What the task requires: Continue the court judgment on Ms. Sepulveda Soto's application for judicial review, picking up from its last words.

Document section:
%%

Date: 20061220
Docket: IMM-235-06
Citation: 2006 FC 1524
Ottawa, Ontario, December 20, 2006
PRESENT: The Honourable Madam Justice Dawson
BETWEEN:
AMAPOLA DEL ALBA SEPULVEDA SOTO
Applicant
and
THE MINISTER OF CITIZENSHIP
AND IMMIGRATION
Respondent
REASONS FOR JUDGMENT AND
JUDGMENT
[1] This
application for judicial review turns upon whether the officer who denied
Ms. Sepulveda Soto’s application for permanent residence from within Canada
on humanitarian and compassionate grounds met the duty upon her to be alert,
alive and sensitive to the best interests of Ms. Sepulveda's two Canadian
children. For the reasons that follow, notwithstanding the very able
submissions of counsel for the Minister, I have determined that the officer did
not meet this duty. The application for judicial review is, therefore,
allowed.
[2] Ms.
Sepulveda is a citizen of Chile who came to Canada in June 2000 on a visitor’s
visa. Since the expiration of that visa she has remained in Canada without
legal status. In June of 2002 Ms. Sepulveda married a Canadian citizen, Mr.
Brian Lang. Ms. Sepulveda and her husband are now parents of twin sons, born
in March 2003. Mr. Lang is currently ineligible to sponsor Ms. Sepulveda’s
application for permanent residence as a result of a criminal conviction for
assault (see paragraph 133(1)(e) of the Immigration and Refugee
Protection Regulations, SOR/2002-227). That ineligibility was said by Ms.

%%

Data section:

%%

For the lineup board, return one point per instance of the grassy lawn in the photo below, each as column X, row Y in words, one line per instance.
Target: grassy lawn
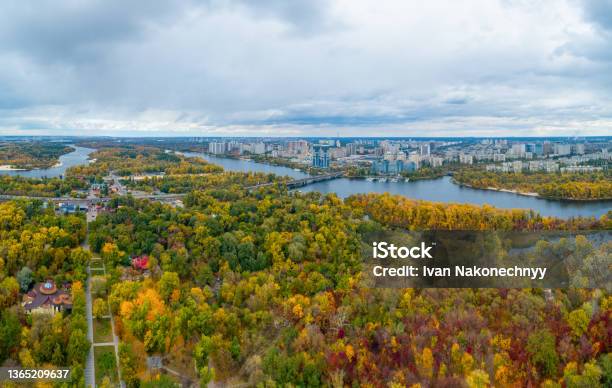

%%

Answer area:
Sepulveda’s counsel to expire in October 2008. Mr. Lang advised the officer
that he supports his wife's application, and that he would sponsor her, but for
his ineligibility.
[3] The
submissions made in support of Ms. Sepulveda's humanitarian and compassionate
application focused in large part upon the impact on her children if they were
required either to leave Canada with their mother, or to remain in Canada with
their father. Mr. Lang is self-employed as a carpenter.
Ms. Sepulveda maintains the home, and cares for the children. It was
particularly noted that Mr. Lang generally works 12 hours a day, six days a
week so that he is, accordingly, unable to provide any day-to-day care for the
children.
[4] Before
turning to the officer's reasons, I review some settled principles of law that
govern humanitarian and compassionate applications where the interests of
children are raised:
- The officer's decision is to be
reviewed on the standard of reasonableness.
- "For the exercise of the
officer’s discretion to fall within the standard of reasonableness, the
decision-maker should consider children's best interests as an important
factor, give them substantial weight, and be alert, alive and sensitive to
them. That is not to say that children's best interests must always
outweigh other considerations, or that there will not be other reasons for
denying [a humanitarian and compassionate] claim even when the children's
interests are given this consideration. However, where the interests of
children are minimized, in a manner inconsistent with Canada's
humanitarian and compassionate tradition and the Ministers guidelines, the
decision will be unreasonable". See: Baker v. Canada
(Minister of Citizenship and Immigration), [1999] 2 S.C.R. 817 at
paragraph 75.
- The presence of children does not
call for a certain decision. It is up to the officer to determine the
appropriate weight to be accorded to this factor, in all of the
circumstances of the case. It is not the role of the reviewing court to
re-weigh the evidence before the officer.
- The Ministerial guidelines, now
found in Chapter 5 of the Inland Processing Manual (IP 5) are of
assistance in determining whether an officer's decision is reasonable.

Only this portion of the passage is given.